BEGIN Given records

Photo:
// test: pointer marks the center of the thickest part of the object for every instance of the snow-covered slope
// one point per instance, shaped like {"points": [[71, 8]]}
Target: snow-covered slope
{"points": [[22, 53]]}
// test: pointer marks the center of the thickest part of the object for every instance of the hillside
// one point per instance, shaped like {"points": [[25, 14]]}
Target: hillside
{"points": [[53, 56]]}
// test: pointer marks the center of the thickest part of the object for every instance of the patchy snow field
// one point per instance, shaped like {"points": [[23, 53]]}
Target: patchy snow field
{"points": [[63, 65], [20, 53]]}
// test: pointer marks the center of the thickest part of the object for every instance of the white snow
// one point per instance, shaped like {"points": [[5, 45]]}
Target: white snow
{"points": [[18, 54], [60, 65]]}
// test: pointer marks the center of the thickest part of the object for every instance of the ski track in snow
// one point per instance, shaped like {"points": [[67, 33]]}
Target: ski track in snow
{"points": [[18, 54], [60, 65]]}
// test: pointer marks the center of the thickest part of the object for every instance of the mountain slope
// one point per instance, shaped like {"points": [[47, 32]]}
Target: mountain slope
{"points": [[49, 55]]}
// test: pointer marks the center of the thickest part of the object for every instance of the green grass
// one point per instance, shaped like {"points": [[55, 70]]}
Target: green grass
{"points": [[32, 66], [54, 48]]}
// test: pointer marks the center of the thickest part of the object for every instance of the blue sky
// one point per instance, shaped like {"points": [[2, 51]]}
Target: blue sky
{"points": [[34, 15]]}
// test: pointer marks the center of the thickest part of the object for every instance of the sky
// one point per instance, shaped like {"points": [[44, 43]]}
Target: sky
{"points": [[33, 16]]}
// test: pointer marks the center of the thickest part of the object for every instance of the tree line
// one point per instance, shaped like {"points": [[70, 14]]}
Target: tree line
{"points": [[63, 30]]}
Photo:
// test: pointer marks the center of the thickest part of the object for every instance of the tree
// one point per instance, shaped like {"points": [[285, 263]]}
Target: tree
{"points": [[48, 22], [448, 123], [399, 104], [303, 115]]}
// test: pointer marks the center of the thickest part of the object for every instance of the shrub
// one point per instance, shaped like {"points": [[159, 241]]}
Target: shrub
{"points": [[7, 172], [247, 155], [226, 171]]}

END Given records

What the exercise asks:
Word for word, restate all of the entries.

Task result:
Photo:
// test: pointer marks the center of the thickest part of the object for every instance of the snow-covered slope
// one point per instance, shaped like {"points": [[71, 8]]}
Target: snow-covered slope
{"points": [[22, 53]]}
// test: pointer marks the center of the thickest part of the object for every instance of the hillside
// one point per instance, shaped like {"points": [[25, 14]]}
Target: hillside
{"points": [[53, 56]]}
// test: pointer marks the center of the thickest part of the object for every instance of the patchy snow field
// one point per instance, shaped like {"points": [[23, 53]]}
Target: patchy snow field
{"points": [[63, 65], [20, 53]]}
// test: pointer marks the center of the thickest part of the object for every instance of the white snow
// one point per instance, shaped like {"points": [[5, 45]]}
Target: white snow
{"points": [[18, 54], [60, 65]]}
// test: pointer marks the center of the thickest part of the object for every instance of the ski track in snow
// one point per instance, shaped like {"points": [[67, 33]]}
Target: ski track in snow
{"points": [[18, 54], [60, 65]]}
// test: pointer marks the center of the thickest part of the object for every instance of the mountain slope
// one point per instance, shaped like {"points": [[47, 32]]}
Target: mountain slope
{"points": [[49, 55]]}
// test: pointer marks the center of the thickest part of the object for every instance of the green grass
// one point per instance, shaped like {"points": [[55, 70]]}
Target: green grass
{"points": [[32, 66], [54, 48]]}
// test: pointer marks the center of the thickest part of the object for every instance of the blue sky
// one point per instance, shaped like {"points": [[2, 51]]}
Target: blue sky
{"points": [[34, 15]]}
// test: pointer marks the center of the thickest part of the object for every instance of the sky
// one point per instance, shaped like {"points": [[44, 43]]}
Target: sky
{"points": [[33, 16]]}
// test: pointer marks the center of the thickest part of the object for every instance of the tree line
// one point per instance, shaped like {"points": [[70, 14]]}
Target: tree line
{"points": [[63, 30]]}
Photo:
// test: pointer marks the center of the thickest part of the object for every instance of the tree
// one point per instance, shaped like {"points": [[285, 263]]}
Target: tree
{"points": [[48, 22], [448, 123], [399, 104], [303, 115]]}
// test: pointer marks the center of the thickest part of the object for every instance of the shrub
// one point per instance, shaped like {"points": [[159, 241]]}
Target: shrub
{"points": [[7, 172], [247, 155], [226, 171]]}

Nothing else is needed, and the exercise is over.